*Excerpt provided:*
◆ ◆ ◆
B.: I have no school; however, it is true that one should
trace the source of all thoughts.
V.: Suppose I have the thought `horse', and try to trace its
source. I find that it is due to memory and the memory in its turn is due to prior perception of the object `horse', but that is all.
B.: Who asked you to think about all that? All those are
also thoughts. What good will it do you to go on thinking about memory and perception? It will be endless, like the old dispute, which came first, the tree or the seed. Ask who has this perception and memory. That `I' that has the perception and memory, whence does it arise? Find this out. Because perception or memory or any other experience only comes to that `I'. You do not have such experiences during sleep and yet you say that you existed during sleep. And you exist now too. That shows that the `I' continues while other things come and go.
◆ ◆ ◆
*Entries from a labeling collection:*
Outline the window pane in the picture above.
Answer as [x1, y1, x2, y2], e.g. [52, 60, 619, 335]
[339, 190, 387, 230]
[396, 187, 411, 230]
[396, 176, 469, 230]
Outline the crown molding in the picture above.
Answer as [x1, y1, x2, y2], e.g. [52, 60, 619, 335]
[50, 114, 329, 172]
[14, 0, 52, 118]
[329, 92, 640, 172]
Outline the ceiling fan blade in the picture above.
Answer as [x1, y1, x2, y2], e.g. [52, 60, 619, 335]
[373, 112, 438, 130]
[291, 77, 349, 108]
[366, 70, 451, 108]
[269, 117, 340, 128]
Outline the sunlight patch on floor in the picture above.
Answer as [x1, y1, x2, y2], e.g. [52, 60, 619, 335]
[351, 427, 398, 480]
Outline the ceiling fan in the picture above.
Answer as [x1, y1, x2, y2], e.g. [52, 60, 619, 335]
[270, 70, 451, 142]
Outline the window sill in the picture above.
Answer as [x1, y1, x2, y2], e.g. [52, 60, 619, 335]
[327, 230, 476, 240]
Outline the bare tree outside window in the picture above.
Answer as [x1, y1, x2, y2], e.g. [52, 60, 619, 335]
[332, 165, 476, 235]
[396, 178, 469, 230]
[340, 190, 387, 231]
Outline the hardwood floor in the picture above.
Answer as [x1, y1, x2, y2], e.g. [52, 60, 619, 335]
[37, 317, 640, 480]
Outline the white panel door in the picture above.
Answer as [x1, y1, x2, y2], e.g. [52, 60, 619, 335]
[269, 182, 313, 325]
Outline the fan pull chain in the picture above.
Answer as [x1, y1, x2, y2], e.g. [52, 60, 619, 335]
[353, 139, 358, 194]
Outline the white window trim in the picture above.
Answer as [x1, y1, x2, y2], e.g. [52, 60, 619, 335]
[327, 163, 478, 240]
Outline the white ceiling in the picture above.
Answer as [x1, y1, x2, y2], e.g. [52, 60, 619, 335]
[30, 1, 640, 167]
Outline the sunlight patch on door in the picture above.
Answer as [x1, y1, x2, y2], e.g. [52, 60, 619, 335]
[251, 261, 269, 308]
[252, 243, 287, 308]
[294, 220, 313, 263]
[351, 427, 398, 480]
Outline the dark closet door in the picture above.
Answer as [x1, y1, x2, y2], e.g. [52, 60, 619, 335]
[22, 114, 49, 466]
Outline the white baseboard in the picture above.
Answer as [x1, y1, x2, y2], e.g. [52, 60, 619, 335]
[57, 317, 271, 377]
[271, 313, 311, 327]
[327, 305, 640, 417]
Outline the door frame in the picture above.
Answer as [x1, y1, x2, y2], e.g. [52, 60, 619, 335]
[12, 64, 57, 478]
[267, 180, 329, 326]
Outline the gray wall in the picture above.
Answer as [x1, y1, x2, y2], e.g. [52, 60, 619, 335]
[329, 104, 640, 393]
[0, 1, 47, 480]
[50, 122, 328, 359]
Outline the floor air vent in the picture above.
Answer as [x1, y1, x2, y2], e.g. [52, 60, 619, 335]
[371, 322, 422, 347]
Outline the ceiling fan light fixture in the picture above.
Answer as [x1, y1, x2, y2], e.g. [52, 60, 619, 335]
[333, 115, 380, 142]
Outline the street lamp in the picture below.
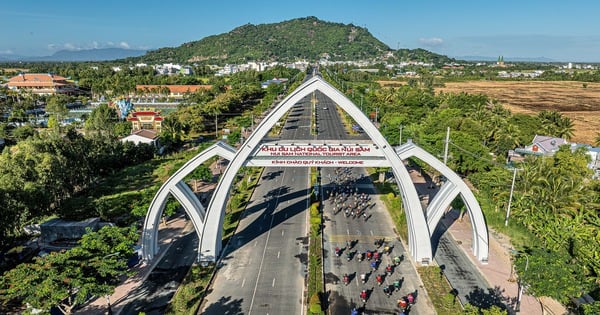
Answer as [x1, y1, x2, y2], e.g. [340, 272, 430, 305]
[511, 250, 529, 312]
[504, 167, 519, 226]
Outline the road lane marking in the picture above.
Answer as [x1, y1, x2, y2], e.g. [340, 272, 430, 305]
[248, 173, 285, 315]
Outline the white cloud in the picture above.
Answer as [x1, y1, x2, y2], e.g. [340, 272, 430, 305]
[47, 40, 144, 51]
[419, 37, 444, 47]
[63, 43, 81, 50]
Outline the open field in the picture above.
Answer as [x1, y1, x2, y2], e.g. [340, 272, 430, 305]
[436, 81, 600, 145]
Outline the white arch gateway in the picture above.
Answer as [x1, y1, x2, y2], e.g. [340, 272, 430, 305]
[142, 76, 488, 264]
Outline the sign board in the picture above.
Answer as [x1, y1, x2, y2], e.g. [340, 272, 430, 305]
[254, 144, 383, 157]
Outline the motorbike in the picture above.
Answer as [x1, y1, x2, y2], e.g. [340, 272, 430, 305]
[360, 290, 367, 303]
[385, 265, 394, 276]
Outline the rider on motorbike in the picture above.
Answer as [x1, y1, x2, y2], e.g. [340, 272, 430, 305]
[360, 290, 367, 301]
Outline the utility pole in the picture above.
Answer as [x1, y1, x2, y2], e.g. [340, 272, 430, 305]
[504, 167, 517, 226]
[360, 95, 363, 112]
[444, 127, 450, 165]
[215, 113, 219, 140]
[398, 124, 402, 146]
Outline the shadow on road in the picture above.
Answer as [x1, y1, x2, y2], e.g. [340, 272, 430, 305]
[223, 187, 309, 262]
[202, 296, 244, 315]
[467, 286, 510, 310]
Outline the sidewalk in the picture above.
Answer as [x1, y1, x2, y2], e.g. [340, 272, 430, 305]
[409, 169, 567, 315]
[75, 216, 194, 315]
[442, 210, 568, 315]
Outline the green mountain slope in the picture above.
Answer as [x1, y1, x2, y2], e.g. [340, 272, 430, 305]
[135, 17, 447, 64]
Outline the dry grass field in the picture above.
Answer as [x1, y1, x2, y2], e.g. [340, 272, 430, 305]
[436, 81, 600, 145]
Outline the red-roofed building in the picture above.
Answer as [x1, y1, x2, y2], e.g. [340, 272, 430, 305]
[7, 73, 78, 95]
[135, 85, 212, 97]
[121, 129, 158, 146]
[127, 110, 163, 132]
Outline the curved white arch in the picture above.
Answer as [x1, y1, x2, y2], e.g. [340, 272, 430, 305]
[396, 142, 489, 263]
[142, 142, 235, 261]
[198, 76, 432, 263]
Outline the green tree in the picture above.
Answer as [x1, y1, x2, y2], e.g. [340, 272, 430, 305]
[85, 103, 119, 136]
[515, 248, 590, 304]
[0, 226, 137, 314]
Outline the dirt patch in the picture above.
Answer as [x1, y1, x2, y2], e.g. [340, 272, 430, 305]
[436, 81, 600, 144]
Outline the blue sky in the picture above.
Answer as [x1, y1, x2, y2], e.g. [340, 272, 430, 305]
[0, 0, 600, 62]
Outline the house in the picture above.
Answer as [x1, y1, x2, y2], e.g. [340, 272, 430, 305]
[260, 78, 288, 89]
[121, 129, 158, 147]
[127, 109, 163, 133]
[135, 84, 212, 98]
[6, 73, 80, 95]
[515, 135, 569, 156]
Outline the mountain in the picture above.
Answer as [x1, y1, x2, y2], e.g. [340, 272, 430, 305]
[454, 56, 558, 62]
[0, 48, 146, 61]
[137, 17, 449, 64]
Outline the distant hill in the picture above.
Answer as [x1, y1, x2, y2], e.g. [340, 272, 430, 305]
[454, 56, 558, 62]
[0, 48, 146, 61]
[137, 17, 450, 64]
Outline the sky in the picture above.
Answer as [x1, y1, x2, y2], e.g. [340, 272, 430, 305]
[0, 0, 600, 62]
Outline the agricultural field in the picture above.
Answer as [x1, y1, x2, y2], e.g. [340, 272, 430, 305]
[436, 81, 600, 145]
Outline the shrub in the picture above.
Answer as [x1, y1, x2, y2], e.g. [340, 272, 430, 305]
[309, 293, 321, 314]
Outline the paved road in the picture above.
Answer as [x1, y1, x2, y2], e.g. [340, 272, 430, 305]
[120, 223, 198, 315]
[202, 92, 310, 315]
[317, 93, 432, 315]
◆ ◆ ◆
*To-do list:*
A. Translate the sentence "Ask who has this perception and memory." from the dialogue on tracing thoughts into Spanish.
B. Reproduce the stretch of the dialogue on tracing thoughts from "V.: Suppose I" through "that is all.".

*Task solutions:*
A. Pregunta quién tiene esta percepción y memoria.

B.
V.: Suppose I have the thought `horse', and try to trace its
source. I find that it is due to memory and the memory in its turn is due to prior perception of the object `horse', but that is all.